Fang Wu and Bernardo Huberman, both from the Social Computing Lab at HP Laboratories in Palo Alto, California, researched the production histories and success of over 10 million videos submitted by over half a million producers on the online video site, YouTube.

Their manuscript,Persistence and Success in the Attention Economy,” was submitted to the arXiv on April 2nd and is freely available.

The researchers defined a “success” as a video that ranked in the top 1% based on downloads to all videos submitted in the same week. Seven percent of all producers earned a successful title sometime within the study period and 21% of these successful producers earned it with their first video.

If you think that success is just the luck of the draw, we should expect that persistence in uploading videos should pay off.  In fact, it does just the reverse.

While the average quality of repeat submissions increases steadily with each successive upload (quality here being counted as the average star ratings a video receives by its viewers), the likelihood of having a success actually decreases with increasing submissions.

This result is puzzling since we assume that producers learn from past failures and improve their technical and marketing skills which successive submissions. The main point of this of this article is that persistence can be harmful to future success.

Does this study say anything about academic publishing?  Substitute YouTube for the name of your favorite journal and there are many uncanny similarities:

  • Academics want their work to attract the attention of their peers.  They want to be read widely and cited profusely.  They want their articles published in prestigious journals and be associated with the great works of others.  They want editors to highlight their work in editorials and be promoted through press-releases.  A best-article award may not come with any money, but for an academic,  it’s worth more than gold.
  • Many publishers have added YouTube-like post-publication evaluation tools to their site, listing top-downloaded articles, allowing readers to rate articles by stars, leave comments, or post a summary on a social networking site, among others.

But this is where the similarities stop.

-- Tasks for this exercise --
- A) Using the article on YouTube success, answer these questions:
(i) In what city and state is HP Laboratories, where the Social Computing Lab is based?
(ii) What percentage of all producers earned a successful title at some point in the study period?
(iii) What measure counted as a video's quality?
- B) Transcribe the passage from the article on YouTube success, beginning at the words "Their manuscript,Persistence and" and ending after "just the reverse.".

-- Dataset extract --
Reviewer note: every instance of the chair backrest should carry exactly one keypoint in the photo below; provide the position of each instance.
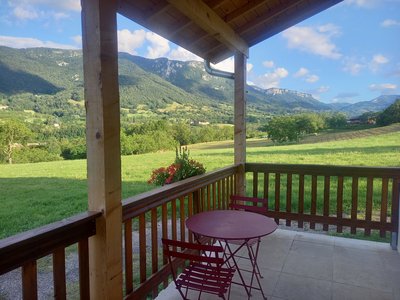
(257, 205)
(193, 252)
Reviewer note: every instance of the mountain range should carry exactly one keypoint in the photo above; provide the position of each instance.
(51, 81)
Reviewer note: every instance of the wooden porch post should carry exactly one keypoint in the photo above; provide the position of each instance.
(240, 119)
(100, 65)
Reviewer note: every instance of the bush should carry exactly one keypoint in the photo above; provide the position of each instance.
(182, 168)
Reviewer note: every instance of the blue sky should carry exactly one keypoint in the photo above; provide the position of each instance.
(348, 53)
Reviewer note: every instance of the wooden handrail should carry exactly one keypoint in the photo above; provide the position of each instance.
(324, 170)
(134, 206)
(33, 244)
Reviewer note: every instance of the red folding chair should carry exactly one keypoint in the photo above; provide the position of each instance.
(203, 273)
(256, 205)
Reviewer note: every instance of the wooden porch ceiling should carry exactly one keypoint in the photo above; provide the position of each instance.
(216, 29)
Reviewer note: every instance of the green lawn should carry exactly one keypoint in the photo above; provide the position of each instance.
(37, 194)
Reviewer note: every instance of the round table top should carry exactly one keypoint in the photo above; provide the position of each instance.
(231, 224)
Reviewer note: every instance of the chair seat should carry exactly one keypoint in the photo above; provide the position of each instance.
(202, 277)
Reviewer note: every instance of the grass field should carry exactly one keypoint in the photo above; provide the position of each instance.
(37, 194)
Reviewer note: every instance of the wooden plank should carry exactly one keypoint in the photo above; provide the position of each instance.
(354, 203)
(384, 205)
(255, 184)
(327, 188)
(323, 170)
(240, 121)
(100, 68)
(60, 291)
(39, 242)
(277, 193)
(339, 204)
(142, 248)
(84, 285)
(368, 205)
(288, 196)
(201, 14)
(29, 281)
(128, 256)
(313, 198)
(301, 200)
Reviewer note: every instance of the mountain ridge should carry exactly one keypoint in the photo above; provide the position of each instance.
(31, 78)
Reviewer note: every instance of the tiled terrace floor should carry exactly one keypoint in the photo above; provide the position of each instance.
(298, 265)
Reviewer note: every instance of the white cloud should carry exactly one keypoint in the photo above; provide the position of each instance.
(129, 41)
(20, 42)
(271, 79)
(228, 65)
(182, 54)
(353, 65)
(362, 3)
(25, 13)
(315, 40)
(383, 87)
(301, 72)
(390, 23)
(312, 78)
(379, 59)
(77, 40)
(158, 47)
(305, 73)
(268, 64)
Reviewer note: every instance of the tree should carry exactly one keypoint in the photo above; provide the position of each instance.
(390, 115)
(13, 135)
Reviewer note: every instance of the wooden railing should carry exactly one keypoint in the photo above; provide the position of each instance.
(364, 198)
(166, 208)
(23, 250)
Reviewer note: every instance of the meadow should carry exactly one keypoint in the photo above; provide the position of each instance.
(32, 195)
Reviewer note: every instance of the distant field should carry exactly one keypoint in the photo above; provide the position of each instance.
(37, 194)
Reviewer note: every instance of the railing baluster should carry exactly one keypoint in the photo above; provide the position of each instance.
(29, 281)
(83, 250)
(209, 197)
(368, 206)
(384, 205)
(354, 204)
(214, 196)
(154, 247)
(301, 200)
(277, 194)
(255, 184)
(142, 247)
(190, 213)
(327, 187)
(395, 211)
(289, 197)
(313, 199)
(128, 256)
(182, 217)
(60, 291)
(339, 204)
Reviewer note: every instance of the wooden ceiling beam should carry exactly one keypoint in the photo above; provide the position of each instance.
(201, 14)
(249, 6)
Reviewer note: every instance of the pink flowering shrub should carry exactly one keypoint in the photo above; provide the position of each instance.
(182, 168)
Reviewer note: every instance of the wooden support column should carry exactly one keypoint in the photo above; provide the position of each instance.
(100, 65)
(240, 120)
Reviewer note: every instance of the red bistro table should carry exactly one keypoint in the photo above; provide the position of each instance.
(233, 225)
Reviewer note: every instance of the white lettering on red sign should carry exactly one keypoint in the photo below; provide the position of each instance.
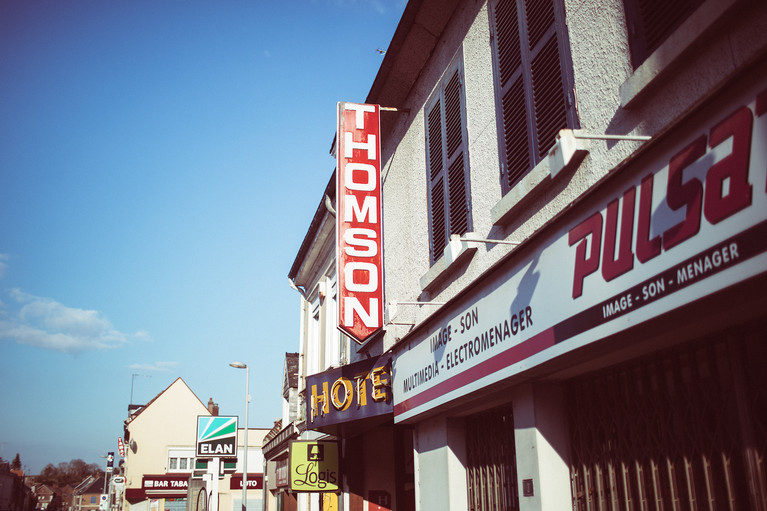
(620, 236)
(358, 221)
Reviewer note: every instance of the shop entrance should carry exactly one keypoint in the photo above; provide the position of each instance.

-- Results of the exercise --
- A)
(i) Palo Alto, California.
(ii) Seven percent.
(iii) The average star ratings a video receives from its viewers.

- B)
Their manuscript,Persistence and Success in the Attention Economy,” was submitted to the arXiv on April 2nd and is freely available.

The researchers defined a “success” as a video that ranked in the top 1% based on downloads to all videos submitted in the same week. Seven percent of all producers earned a successful title sometime within the study period and 21% of these successful producers earned it with their first video.

If you think that success is just the luck of the draw, we should expect that persistence in uploading videos should pay off.  In fact, it does just the reverse.